_INPUT FOR THIS TASK:_
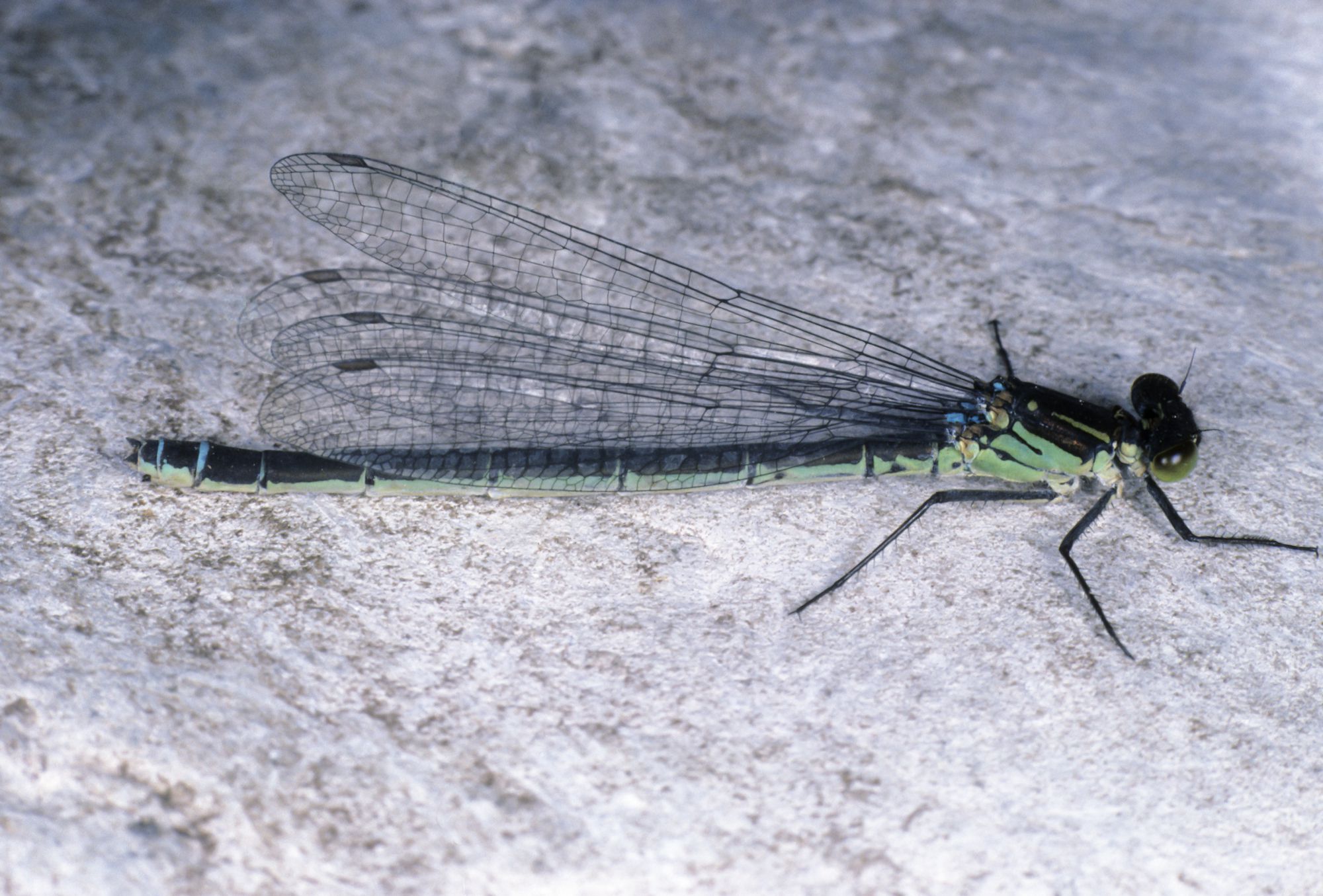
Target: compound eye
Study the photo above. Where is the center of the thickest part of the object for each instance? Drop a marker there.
(1175, 463)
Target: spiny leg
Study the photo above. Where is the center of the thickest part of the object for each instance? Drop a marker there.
(1183, 530)
(1001, 349)
(1068, 542)
(953, 496)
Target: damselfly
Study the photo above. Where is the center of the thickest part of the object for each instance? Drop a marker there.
(509, 353)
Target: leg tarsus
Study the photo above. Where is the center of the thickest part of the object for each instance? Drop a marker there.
(951, 496)
(1183, 530)
(1068, 542)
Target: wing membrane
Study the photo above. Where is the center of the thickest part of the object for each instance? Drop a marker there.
(501, 328)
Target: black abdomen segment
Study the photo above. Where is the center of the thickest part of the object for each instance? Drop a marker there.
(211, 467)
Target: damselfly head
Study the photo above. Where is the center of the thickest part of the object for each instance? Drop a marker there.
(1170, 438)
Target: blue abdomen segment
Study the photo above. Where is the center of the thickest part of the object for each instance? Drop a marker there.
(208, 467)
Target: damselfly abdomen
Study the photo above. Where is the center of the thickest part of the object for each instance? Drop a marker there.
(510, 353)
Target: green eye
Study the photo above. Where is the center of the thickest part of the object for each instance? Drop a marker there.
(1175, 463)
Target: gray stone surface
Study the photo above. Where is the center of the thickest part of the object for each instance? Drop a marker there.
(327, 696)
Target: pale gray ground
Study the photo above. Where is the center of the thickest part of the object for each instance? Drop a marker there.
(329, 696)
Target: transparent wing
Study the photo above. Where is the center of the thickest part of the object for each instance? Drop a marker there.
(503, 328)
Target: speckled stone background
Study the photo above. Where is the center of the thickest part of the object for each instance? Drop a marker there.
(220, 694)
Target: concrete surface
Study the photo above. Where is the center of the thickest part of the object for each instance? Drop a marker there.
(326, 696)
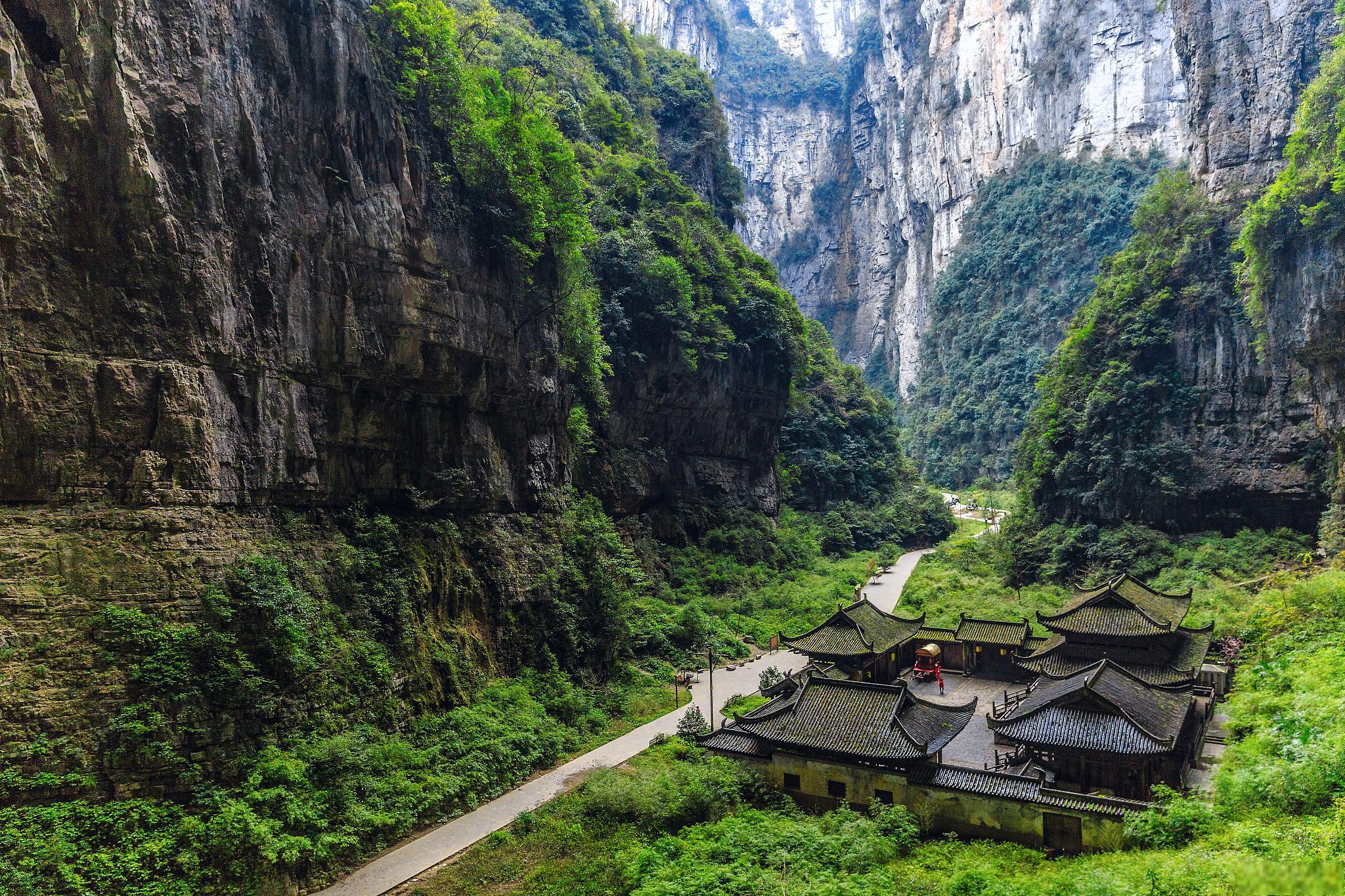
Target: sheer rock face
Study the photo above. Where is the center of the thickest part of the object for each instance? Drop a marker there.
(957, 95)
(229, 277)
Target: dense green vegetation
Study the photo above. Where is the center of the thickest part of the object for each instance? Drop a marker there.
(1095, 446)
(841, 442)
(755, 578)
(1277, 807)
(557, 140)
(315, 710)
(1030, 249)
(975, 575)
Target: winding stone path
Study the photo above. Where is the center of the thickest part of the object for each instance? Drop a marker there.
(413, 859)
(445, 842)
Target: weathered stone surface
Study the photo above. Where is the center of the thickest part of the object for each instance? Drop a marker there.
(957, 95)
(229, 277)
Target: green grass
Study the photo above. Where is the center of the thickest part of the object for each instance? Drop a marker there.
(1278, 809)
(969, 528)
(962, 576)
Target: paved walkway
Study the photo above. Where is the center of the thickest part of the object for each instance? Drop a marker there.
(884, 590)
(974, 744)
(423, 853)
(443, 843)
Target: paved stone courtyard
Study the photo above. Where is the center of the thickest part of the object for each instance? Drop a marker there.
(974, 746)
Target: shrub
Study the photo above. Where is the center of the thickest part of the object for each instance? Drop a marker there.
(1173, 821)
(692, 725)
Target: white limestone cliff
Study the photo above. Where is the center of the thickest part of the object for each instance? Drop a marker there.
(958, 92)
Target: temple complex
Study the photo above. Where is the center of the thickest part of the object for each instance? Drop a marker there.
(1132, 625)
(1063, 735)
(1105, 729)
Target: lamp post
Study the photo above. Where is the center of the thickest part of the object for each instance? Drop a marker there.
(711, 651)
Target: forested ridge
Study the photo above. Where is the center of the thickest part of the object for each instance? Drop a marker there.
(334, 689)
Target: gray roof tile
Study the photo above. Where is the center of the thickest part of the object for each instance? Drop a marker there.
(1183, 667)
(1122, 608)
(870, 721)
(1099, 708)
(857, 630)
(997, 631)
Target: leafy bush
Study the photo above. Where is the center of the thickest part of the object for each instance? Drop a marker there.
(1173, 821)
(692, 725)
(770, 677)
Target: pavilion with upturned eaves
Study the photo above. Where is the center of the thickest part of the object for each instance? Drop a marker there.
(1129, 624)
(860, 640)
(1116, 700)
(1105, 729)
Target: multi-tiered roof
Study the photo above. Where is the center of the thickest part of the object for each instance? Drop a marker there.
(1102, 708)
(1124, 608)
(852, 720)
(1129, 624)
(854, 634)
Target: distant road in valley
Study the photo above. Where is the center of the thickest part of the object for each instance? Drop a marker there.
(440, 844)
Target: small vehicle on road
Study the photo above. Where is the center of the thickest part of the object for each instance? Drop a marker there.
(927, 662)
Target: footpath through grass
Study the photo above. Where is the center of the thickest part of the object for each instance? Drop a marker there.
(678, 822)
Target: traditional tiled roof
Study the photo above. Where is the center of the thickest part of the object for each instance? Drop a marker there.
(998, 631)
(857, 630)
(1122, 608)
(1101, 708)
(868, 721)
(730, 740)
(793, 680)
(1183, 666)
(1007, 786)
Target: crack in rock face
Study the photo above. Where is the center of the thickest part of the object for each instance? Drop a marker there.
(858, 198)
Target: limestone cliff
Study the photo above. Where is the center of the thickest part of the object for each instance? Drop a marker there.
(947, 95)
(231, 277)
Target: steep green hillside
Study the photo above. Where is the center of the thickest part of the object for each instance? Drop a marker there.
(1030, 249)
(214, 700)
(1095, 445)
(680, 824)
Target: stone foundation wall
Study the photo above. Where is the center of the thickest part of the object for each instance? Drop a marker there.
(939, 809)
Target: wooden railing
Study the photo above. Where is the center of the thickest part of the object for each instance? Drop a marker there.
(1006, 761)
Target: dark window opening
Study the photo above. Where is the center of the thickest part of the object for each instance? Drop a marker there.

_WORK TO BE COMPLETED:_ Rewrite the part of the data that opens with the line containing "Target: wooden railing" and closes at the end of the data, keeping every line, including the requests. Shift each marker coordinate in the answers by adding 93 to it.

_OUTPUT OF THE TASK:_
Target: wooden railing
Study the photo above. Where is the center of the thickest part of the object for each instance? Drop a marker there.
(1099, 854)
Target: dark window opening
Study the photo above. Where is the center of the thickest part of the object for each instance? Drop a marker there.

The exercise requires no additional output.